Excerpt provided:
She woke up from the anesthesia to a blurry-figured nurse in white, and asked to see her baby. What did she have, she asked the nurse?
It had been hours since the baby was born, she was now pink and clean, and carefully wrapped in a blanket, where she slept soundly in the nursery. The nurse hadn’t realized the mother had not yet met the baby and quickly hurried to introduce mother and child.
She carefully laid the newborn on the mother, who was still groggy and weak from a caesarian. “You had a little girl, a perfectly healthy baby,” smiled the nurse.
The woman looked at her child with tears streaming down her face. She gently removed her daughter’s clothes, and touched her warm chest. The palm of her hand felt her child’s gentle breaths, whose soft pink lips were parted. The little girl had dark, thick hair; her weight was solid, her skin buttery and soft.
“Brianna Rose, that is what I’m going to call her,” said the mother, confident. There was a moment of peace and calm, a quiet that enveloped the mother and baby. An invisible cloud surrounded them, a protective layer from the grime and strain of life, the burden of choices that needed to be made, and losses that would one day be felt.
That is the day, as I imagine it, that my mother held me for the first time. It was the day that my mother became the sole provider for a single baby; a responsibility too weighty for me to even comprehend.
From that moment, I became my mother’s world.
My crib was pushed against her bed on Maitland Street in Brampton. She would sway and rock me in her arms, kissing my downy forehead.
She lived with her parents for those early months. She eventually bought her own place with a Fisher Price swing in the backyard. Soon after we moved to a new development called Springdale in Brampton. We were one of the first families to call North Brampton home. A crazy thought today.
I remember playing in the backyard, washing my red Little Tikes car with warm soapy water. I remember my mom running a mouse over with the lawn mower, and how disgusted we both were. I remember making fresh pizza and peanut butter cookies in the kitchen, my hands getting goopy and messy.

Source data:
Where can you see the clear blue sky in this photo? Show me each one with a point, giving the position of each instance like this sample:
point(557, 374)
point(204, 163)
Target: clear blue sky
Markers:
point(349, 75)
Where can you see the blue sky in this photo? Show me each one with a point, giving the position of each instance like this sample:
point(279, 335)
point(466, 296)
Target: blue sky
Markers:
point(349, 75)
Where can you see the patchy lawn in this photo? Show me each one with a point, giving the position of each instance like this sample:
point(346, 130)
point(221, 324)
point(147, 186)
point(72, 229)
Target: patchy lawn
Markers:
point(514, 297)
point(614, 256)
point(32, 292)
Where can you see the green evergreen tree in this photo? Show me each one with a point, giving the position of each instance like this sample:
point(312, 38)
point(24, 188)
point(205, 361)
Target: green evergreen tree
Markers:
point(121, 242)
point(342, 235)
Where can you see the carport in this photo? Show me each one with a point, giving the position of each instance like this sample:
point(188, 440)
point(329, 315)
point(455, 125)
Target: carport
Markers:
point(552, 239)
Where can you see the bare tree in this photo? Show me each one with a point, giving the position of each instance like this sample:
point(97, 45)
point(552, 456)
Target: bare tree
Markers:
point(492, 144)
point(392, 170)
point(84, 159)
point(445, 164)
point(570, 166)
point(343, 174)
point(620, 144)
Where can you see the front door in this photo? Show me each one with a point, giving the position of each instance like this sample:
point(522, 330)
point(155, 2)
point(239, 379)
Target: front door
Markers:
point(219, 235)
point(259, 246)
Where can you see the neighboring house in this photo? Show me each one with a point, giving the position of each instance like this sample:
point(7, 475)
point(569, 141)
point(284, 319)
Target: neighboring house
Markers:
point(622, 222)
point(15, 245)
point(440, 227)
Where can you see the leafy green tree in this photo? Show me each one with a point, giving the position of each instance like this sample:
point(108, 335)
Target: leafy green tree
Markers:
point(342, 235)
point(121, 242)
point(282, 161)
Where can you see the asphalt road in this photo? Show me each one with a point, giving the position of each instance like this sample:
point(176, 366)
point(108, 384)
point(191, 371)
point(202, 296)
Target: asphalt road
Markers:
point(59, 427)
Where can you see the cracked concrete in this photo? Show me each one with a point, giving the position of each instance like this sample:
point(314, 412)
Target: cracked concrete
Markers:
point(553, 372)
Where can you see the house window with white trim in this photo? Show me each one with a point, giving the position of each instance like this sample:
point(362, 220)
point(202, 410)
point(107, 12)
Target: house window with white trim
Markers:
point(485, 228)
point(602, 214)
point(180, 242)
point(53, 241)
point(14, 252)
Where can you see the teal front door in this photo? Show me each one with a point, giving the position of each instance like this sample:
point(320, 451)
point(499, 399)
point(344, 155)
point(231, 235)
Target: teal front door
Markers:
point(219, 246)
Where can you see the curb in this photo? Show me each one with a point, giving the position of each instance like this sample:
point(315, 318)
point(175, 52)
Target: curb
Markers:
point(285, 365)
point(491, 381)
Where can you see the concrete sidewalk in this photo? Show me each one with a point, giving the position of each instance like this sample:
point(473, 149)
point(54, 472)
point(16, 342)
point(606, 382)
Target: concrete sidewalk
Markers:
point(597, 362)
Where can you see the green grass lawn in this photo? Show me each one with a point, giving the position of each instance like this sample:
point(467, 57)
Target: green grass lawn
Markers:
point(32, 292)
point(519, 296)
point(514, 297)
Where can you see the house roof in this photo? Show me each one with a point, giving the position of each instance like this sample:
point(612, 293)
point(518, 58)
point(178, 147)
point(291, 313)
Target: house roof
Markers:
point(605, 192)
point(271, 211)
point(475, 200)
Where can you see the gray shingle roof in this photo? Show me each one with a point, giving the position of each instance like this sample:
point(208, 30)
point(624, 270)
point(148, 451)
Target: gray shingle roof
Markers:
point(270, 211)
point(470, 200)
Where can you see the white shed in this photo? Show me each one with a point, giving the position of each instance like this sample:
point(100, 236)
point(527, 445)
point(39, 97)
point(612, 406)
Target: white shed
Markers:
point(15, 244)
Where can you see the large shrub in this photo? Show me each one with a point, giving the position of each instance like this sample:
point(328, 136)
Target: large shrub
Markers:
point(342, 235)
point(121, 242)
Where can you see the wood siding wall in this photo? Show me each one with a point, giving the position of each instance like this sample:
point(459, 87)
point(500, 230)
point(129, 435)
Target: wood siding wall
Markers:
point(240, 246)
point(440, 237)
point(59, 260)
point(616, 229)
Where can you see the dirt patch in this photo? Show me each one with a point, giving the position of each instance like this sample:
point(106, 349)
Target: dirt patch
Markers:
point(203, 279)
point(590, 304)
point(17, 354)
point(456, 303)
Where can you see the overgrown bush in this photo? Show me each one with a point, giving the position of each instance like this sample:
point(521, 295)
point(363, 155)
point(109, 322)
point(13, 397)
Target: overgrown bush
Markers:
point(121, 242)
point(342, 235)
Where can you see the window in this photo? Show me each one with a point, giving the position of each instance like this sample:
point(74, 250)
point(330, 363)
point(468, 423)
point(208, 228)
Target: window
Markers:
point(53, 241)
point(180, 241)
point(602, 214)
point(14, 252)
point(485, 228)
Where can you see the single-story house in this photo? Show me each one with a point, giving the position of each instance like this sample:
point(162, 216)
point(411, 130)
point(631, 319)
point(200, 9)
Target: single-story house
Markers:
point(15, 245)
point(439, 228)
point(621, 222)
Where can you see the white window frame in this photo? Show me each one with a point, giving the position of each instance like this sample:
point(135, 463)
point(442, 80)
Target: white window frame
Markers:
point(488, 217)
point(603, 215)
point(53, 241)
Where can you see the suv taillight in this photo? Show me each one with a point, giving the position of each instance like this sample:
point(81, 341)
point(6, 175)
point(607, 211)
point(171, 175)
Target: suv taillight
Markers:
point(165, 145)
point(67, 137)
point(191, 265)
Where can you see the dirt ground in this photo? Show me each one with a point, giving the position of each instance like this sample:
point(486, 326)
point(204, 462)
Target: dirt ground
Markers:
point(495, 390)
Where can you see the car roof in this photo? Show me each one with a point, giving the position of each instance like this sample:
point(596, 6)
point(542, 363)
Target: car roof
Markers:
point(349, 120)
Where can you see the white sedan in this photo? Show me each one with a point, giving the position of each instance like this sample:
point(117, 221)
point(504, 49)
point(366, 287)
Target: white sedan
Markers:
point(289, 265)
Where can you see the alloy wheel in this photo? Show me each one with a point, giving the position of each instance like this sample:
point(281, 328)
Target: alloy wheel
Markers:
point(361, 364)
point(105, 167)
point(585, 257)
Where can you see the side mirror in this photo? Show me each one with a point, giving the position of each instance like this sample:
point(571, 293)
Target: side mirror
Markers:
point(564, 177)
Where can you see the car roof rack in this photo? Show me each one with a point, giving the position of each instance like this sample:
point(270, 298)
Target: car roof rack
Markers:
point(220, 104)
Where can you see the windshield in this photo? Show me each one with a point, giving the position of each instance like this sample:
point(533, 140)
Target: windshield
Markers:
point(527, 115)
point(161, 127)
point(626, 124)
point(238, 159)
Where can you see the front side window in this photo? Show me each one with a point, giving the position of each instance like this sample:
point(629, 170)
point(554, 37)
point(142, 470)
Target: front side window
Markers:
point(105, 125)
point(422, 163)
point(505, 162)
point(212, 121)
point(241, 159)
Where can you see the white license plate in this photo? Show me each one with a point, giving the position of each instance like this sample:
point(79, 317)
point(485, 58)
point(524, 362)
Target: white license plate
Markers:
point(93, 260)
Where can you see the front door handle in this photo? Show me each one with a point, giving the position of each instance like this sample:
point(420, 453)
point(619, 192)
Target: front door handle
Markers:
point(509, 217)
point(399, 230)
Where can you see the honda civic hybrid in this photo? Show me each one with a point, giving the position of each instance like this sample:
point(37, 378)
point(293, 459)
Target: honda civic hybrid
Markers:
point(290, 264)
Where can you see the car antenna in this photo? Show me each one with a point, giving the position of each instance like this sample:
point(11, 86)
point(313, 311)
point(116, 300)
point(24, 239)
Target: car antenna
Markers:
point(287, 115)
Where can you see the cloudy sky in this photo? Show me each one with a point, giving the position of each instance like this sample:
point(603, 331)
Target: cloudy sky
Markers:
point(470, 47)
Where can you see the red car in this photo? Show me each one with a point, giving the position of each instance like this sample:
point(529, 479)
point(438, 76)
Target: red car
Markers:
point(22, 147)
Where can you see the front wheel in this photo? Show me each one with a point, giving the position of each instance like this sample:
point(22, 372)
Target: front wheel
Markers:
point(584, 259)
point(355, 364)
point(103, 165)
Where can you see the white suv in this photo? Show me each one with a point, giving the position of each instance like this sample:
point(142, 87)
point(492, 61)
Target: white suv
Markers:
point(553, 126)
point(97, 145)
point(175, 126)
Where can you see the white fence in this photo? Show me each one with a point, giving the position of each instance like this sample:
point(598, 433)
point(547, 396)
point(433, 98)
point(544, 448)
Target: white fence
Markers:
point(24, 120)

Work instructions:
a. Answer these questions using the childhood memoir.
(i) What name does the mother choose for her daughter?
(ii) On which street was the crib pushed against the mother's bed?
(iii) What two foods does the narrator remember making in the kitchen?
b. List every memory that the narrator of the childhood memoir introduces with the words "I remember."
c. Carry the childhood memoir forward from its final sentence.

Answers to the problems:
a.
(i) Brianna Rose
(ii) Maitland Street in Brampton
(iii) Fresh pizza and peanut butter cookies

b.
- Playing in the backyard and washing a red Little Tikes car with warm soapy water
- The narrator's mom running a mouse over with the lawn mower, which disgusted them both
- Making fresh pizza and peanut butter cookies in the kitchen and getting goopy, messy hands

c.
I remember my Mom painting, cleaning, working, cooking, reading, and cuddling me throughout my childhood. I remember movies I was too little to watch, and tears I was too little to understand.
I remember determination and stamina like I have never seen before. I remember my mother driving a forklift. I remember counting nuts and bolts while sitting under her desk in a warehouse. I remember driving a train by myself at four. I remember how loud it was, and how scared and thrilled I felt.
I remember size five construction boots, because my mom is petite like me, but more fierce than I’ll ever be.
My entire childhood is filled with memories of my mother, and only my mother. She was always there and my entire life revolved around her. She was my hero, my everything, and I worshipped the ground that she walked on.
When I became a teenager our relationship shifted, but I still loved her more than anyone or anything. We fought like any teen and her mother does. I still had a quiet respect and awe for her that she didn’t see. I trembled any time I thought I may have disappointed her, which was often. I feared her wrath more than anything else.
It wasn’t until I was a mother myself that I really started to understand my mother. In those dark nights, when my child wouldn’t stop crying, or in those beautiful moments where my child would take their first steps, I understood the love and devotion that a mother has for their child.
I understood why my mother left the love of her life for an innocent child. I understood the sacrifice, and was in complete awe of my mother for all that she did alone. That she took those steps, and was willing to do hard things for me, I am forever grateful. What my mother saved me from, I can never quite understand. What my mother gave me, what my mother did for me, each and every day, I know completely, because I was there.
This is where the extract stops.